#### Items
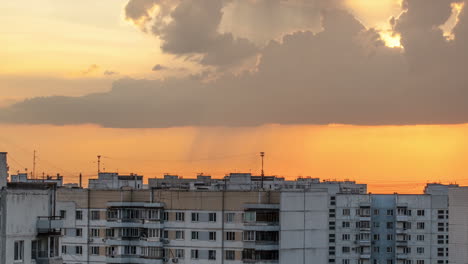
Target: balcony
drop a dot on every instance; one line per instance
(56, 260)
(364, 242)
(402, 218)
(49, 225)
(364, 256)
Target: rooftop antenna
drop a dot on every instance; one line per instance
(262, 155)
(99, 164)
(34, 166)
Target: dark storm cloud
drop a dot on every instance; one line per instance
(344, 74)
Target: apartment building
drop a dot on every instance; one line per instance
(458, 225)
(161, 226)
(205, 220)
(29, 229)
(249, 182)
########
== Exercise task ==
Rewrite all of the data above, replacing every "Target" with "Object" and changing nothing else. Omit the pictures.

== Exercise result ==
Object: balcony
drop a dot on every instance; one line per instance
(56, 260)
(364, 242)
(402, 218)
(49, 225)
(364, 256)
Object: rooftop antenna
drop a dot on every instance; one line per instance
(262, 155)
(99, 164)
(34, 166)
Object: dark storm cloud
drop a dot on every instance; one line per instance
(344, 74)
Object: apartment building
drop a dot on every instance; one line per instance
(458, 225)
(161, 226)
(205, 220)
(29, 229)
(249, 182)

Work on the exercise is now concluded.